WHAT THE TASK REQUIRES - List every line in the items below that contains the word "white".

RECORDED INFORMATION -

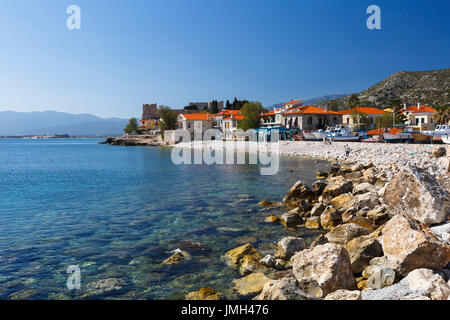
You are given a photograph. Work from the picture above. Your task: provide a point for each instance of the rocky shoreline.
(135, 140)
(386, 231)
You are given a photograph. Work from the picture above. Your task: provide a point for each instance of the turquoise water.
(117, 212)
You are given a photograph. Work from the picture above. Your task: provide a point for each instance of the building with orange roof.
(274, 117)
(349, 115)
(198, 122)
(296, 116)
(421, 116)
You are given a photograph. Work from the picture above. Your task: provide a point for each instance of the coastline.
(385, 215)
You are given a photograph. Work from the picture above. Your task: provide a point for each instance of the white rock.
(427, 280)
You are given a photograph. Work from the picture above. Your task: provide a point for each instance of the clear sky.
(174, 51)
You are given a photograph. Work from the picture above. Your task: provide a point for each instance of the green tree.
(252, 115)
(353, 102)
(168, 118)
(132, 126)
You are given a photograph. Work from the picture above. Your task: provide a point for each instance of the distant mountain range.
(58, 123)
(427, 87)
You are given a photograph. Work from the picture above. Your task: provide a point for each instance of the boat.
(319, 134)
(309, 136)
(446, 139)
(420, 138)
(341, 133)
(398, 137)
(441, 130)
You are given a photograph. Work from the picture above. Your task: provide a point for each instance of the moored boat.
(398, 137)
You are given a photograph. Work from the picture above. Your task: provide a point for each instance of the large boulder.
(205, 294)
(330, 219)
(363, 188)
(299, 191)
(317, 209)
(439, 152)
(344, 201)
(250, 285)
(362, 250)
(336, 187)
(418, 194)
(420, 284)
(409, 247)
(328, 264)
(344, 295)
(284, 289)
(345, 232)
(440, 230)
(288, 246)
(425, 279)
(369, 200)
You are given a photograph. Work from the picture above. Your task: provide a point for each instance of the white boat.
(309, 136)
(341, 133)
(441, 130)
(398, 137)
(319, 134)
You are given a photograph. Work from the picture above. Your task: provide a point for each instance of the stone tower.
(150, 112)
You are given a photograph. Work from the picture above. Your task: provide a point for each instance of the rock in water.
(408, 247)
(245, 257)
(336, 187)
(418, 194)
(381, 279)
(439, 152)
(235, 256)
(345, 232)
(328, 264)
(289, 246)
(284, 289)
(344, 295)
(291, 219)
(362, 250)
(205, 294)
(250, 285)
(299, 191)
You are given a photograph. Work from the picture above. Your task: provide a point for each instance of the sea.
(114, 214)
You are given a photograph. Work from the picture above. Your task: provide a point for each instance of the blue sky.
(171, 52)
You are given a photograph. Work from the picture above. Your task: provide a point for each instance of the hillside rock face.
(426, 87)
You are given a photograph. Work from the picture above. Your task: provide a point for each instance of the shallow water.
(117, 212)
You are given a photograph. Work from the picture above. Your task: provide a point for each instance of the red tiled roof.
(310, 110)
(422, 109)
(197, 116)
(362, 110)
(227, 112)
(236, 117)
(270, 113)
(380, 131)
(292, 102)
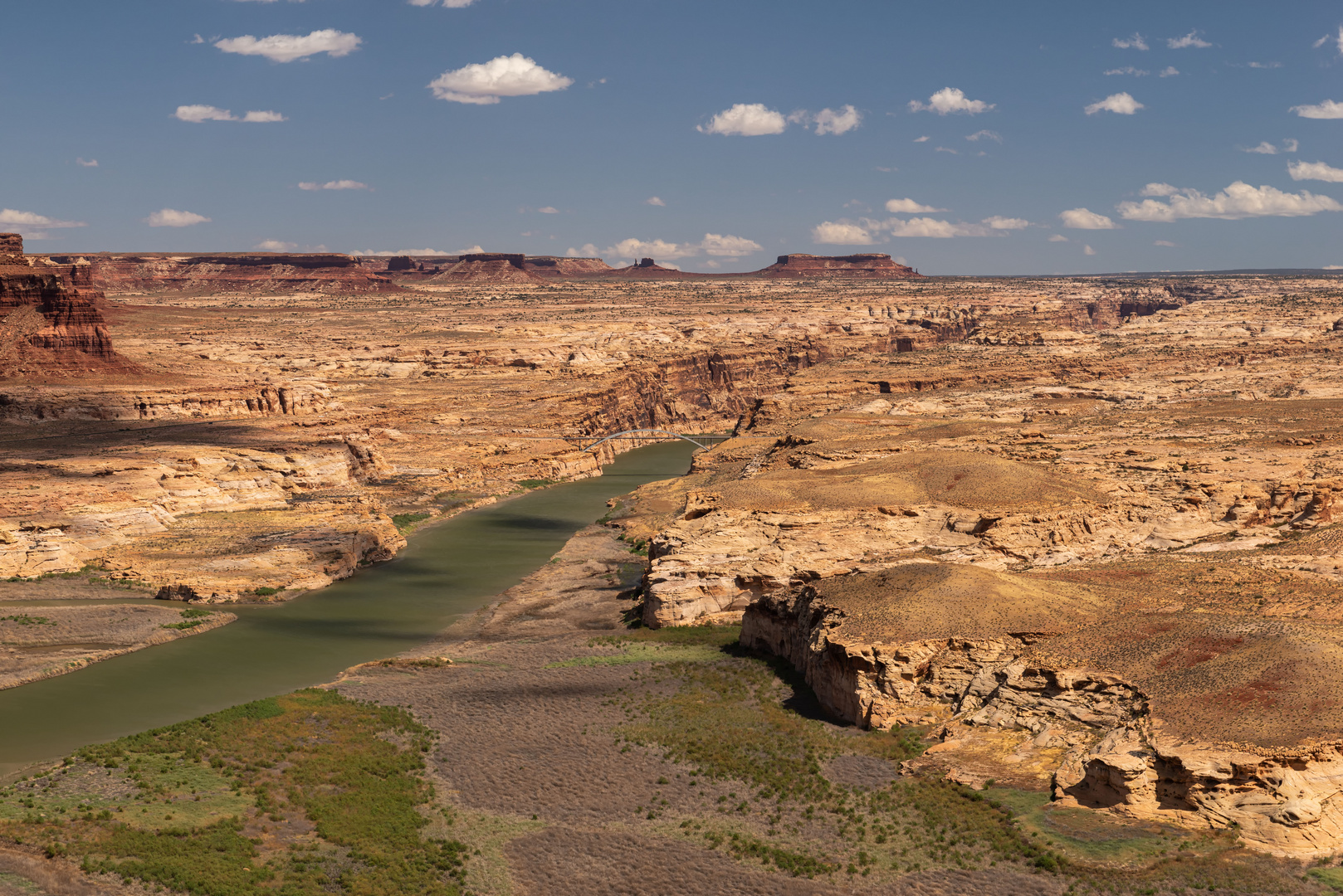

OUTPUT BELOW -
You are given a photograph. Work from the picture above. Your task: provide a point for each instance of the white rock.
You are given a photograph. Work from the picture above. Your task: provide a point for each instance of the white boat.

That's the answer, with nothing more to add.